start Input records
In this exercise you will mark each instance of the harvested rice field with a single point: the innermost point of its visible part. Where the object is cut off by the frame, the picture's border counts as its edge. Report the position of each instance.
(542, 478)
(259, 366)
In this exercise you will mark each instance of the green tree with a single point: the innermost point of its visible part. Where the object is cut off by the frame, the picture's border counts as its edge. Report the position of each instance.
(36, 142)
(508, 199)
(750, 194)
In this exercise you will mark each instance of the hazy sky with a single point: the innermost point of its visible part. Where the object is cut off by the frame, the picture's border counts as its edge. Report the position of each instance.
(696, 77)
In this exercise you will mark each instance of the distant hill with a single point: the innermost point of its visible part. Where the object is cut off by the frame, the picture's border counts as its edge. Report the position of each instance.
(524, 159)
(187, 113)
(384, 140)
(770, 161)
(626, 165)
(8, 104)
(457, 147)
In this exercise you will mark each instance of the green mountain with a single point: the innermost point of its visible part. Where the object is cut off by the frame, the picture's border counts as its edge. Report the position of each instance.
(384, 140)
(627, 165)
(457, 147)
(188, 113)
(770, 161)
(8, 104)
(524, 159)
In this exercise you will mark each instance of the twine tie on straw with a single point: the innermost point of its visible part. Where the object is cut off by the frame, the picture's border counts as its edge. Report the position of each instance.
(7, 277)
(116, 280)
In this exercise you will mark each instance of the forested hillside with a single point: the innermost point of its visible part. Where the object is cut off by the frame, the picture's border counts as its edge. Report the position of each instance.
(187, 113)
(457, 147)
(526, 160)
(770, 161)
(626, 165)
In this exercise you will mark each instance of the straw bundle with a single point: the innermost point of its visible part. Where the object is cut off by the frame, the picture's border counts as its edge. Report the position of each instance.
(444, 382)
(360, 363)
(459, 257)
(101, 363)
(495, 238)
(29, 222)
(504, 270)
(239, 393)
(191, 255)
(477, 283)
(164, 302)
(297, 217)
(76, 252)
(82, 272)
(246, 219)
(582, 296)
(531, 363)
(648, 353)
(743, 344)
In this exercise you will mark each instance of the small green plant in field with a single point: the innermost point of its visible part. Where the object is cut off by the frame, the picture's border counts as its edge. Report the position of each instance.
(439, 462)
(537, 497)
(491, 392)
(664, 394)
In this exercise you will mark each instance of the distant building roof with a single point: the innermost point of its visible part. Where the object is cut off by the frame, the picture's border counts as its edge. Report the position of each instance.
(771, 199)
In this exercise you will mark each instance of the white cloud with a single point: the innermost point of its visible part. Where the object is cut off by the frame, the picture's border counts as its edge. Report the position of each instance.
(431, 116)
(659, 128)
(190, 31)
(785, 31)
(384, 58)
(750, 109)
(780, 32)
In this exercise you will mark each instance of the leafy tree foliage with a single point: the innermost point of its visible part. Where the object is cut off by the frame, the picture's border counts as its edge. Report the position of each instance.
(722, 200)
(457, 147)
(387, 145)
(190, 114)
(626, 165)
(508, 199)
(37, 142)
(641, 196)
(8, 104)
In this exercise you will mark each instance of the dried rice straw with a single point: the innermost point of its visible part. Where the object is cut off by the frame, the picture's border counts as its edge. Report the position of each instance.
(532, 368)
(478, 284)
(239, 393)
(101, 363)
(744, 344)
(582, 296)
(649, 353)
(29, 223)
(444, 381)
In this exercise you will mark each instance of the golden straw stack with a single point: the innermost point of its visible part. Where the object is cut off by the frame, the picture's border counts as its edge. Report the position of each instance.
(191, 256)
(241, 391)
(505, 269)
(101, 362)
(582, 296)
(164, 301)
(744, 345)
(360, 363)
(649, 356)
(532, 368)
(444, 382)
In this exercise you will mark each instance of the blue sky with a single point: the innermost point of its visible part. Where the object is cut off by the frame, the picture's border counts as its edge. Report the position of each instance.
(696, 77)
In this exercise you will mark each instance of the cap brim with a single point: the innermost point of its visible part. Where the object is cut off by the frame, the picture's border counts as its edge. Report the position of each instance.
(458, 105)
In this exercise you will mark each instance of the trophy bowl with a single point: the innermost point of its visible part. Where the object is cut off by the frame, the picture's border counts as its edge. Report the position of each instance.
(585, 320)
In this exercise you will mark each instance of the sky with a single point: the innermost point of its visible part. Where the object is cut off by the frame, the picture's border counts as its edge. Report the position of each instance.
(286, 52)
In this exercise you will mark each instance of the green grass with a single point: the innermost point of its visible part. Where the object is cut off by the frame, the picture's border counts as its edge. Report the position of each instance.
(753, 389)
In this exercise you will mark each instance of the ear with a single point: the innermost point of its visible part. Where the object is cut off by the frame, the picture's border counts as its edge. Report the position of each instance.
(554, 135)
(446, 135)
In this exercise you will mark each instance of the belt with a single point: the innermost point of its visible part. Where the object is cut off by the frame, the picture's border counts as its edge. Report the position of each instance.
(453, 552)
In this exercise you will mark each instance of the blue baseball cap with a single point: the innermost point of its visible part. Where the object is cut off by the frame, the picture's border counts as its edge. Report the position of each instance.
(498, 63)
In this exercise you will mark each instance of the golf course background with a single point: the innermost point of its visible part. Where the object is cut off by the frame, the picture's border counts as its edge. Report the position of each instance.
end Input records
Written task: Please reproduce all of the material above, substituting "most central point" for every occurrence of "innermost point" and leaving everything else unchanged.

Result for this exercise:
In this exercise you will mark each instance of the harvested rice field with a single point: the most central point of its visible part. Where the object is cut off by the frame, the picture's border counts as its edge. Report the position of each instance.
(542, 478)
(259, 366)
In this exercise you will mark each instance of the green tree with a single point: the most central point of its visible part. Where the object is cut off by the frame, the picture's border counts as its edge. Report the position of each instance.
(36, 142)
(508, 199)
(750, 194)
In this exercise you will mark each instance of the hazy sky with a single point: the most central point of its visible part. Where the object is cut off by the frame, the picture's border counts as its edge. Report the position of each instance.
(696, 77)
In this exercise you will mark each instance of the distant hill with a single point: the most central point of its visible part. Where the object is cut off by the frame, the picture's border counts as its edge. Report the position of each instance.
(524, 159)
(187, 113)
(384, 140)
(770, 161)
(626, 165)
(8, 104)
(457, 147)
In this exercise you will mark each instance of the green mountain with a single point: the most central point of its visible part. Where the object is cut off by the frame, the picture's border counts as its edge. Report the position of each instance.
(384, 140)
(627, 165)
(457, 147)
(188, 113)
(770, 161)
(8, 104)
(524, 159)
In this exercise you will mark each instance of the twine tie on straw with a single point: the most central point of its visible part. Where the object is cut off by the frame, the picture's border counts as its edge. Report the position of each instance.
(7, 277)
(116, 280)
In this exercise you will mark each instance of the forested hillside with a single point: the most central point of its visible part. Where the object is cut off by the frame, the picture's border counts as its edge. Report the position of each instance.
(187, 113)
(457, 147)
(526, 160)
(770, 161)
(626, 165)
In this exercise you will mark each instance of the straw bundle with a single point: the most central point of its visible part. Where the object is cut off by the frame, the picture's border counts as its edge. Report the position of each instance.
(444, 382)
(360, 363)
(459, 257)
(101, 363)
(495, 238)
(29, 222)
(504, 270)
(239, 393)
(191, 255)
(477, 283)
(164, 302)
(297, 217)
(76, 252)
(82, 272)
(246, 219)
(582, 296)
(531, 363)
(648, 353)
(743, 344)
In this exercise you will mark each instance of the small green plant in field with a single point: the most central point of its visible part. Where the object is cut off by the frame, the picture's border counts as its edge. Report the position of each instance.
(439, 462)
(537, 497)
(491, 392)
(664, 394)
In this exercise you will mark each instance of the distant building roof with a single point: the most central point of its visible part. Where the object is cut off by the frame, the picture's border counts as its edge. Report the position of each instance.
(771, 199)
In this exercise you will mark each instance of the white cloud with a single point: the most central point of its visible part. Where the object is cut off by the frame, the picture's border counts as its edge. Report the position of each instance.
(431, 116)
(659, 128)
(190, 31)
(785, 31)
(384, 58)
(750, 109)
(780, 32)
In this exercise you will mark each instance of the leafy tree foliage with a single point: the most central point of its visible part. Where the object is cut off by the frame, the picture's border counts as its edge. Report the position of each instance.
(722, 200)
(457, 147)
(387, 145)
(190, 114)
(626, 165)
(508, 199)
(37, 142)
(641, 196)
(8, 104)
In this exercise you will mark each instance of the dried rice straw with a single point: the most central point of its visible part. Where the object is cut off by the frame, the picture's border counts as its edge. Report the position of each instance.
(532, 368)
(478, 284)
(239, 393)
(101, 363)
(744, 344)
(582, 296)
(649, 353)
(29, 223)
(444, 381)
In this exercise you will mark each instance of the golden straw stack with a single point: the most central point of its visible part. Where the object is cut off by the frame, the picture's border counts as its edge. Report the position of each instance.
(191, 256)
(241, 391)
(505, 269)
(101, 362)
(582, 296)
(164, 301)
(744, 345)
(360, 363)
(649, 356)
(532, 368)
(444, 382)
In this exercise you will mark each instance of the blue sky with a single point: the most central point of its visible part. Where the object is cut off by the frame, the picture's border counts as its edge. Report the position of each instance.
(696, 77)
In this exercise you will mark each instance of the cap brim with a single point: the most central point of its visible part. Where the object is cut off by the frame, the picture's border counts as its edge. Report the position of each instance.
(458, 105)
In this exercise you will mark each instance of the trophy bowl with a single point: the most central point of its visible part. Where the object is cut off by the frame, the picture's border counts as its edge. Report the position of each instance.
(585, 320)
In this exercise you will mark each instance of the sky with a single point: the most central point of its visible part. Where the object is cut off by the frame, the picture's border counts as its edge. Report the position of each instance.
(286, 52)
In this exercise you will mark each instance of the green grass with a single point: the most central point of its visible part. Where the object is cut off by the frame, the picture's border counts as its edge. Report the position of each instance.
(753, 389)
In this exercise you will mark each instance of the ear with a single point: the most central point of its visible part. Where the object is cut off by the frame, the picture's border counts as its edge. Report the position of each instance.
(554, 135)
(446, 135)
In this exercise you will mark each instance of the belt with a single point: the most central point of its visible part. Where the object is cut off by the frame, the picture's border counts as its edge. Report the position of each instance.
(453, 552)
In this exercise you will mark each instance of the blue baseball cap with a single point: the most central point of its visible part. Where the object is cut off by the frame, the picture's border counts as its edge. Report the position of each instance.
(498, 63)
In this exercise you will mark each instance of the golf course background with a single point: the most central point of its visible part. Where the object is cut off by the frame, the picture's border counts as its edge. Report the position of each instance.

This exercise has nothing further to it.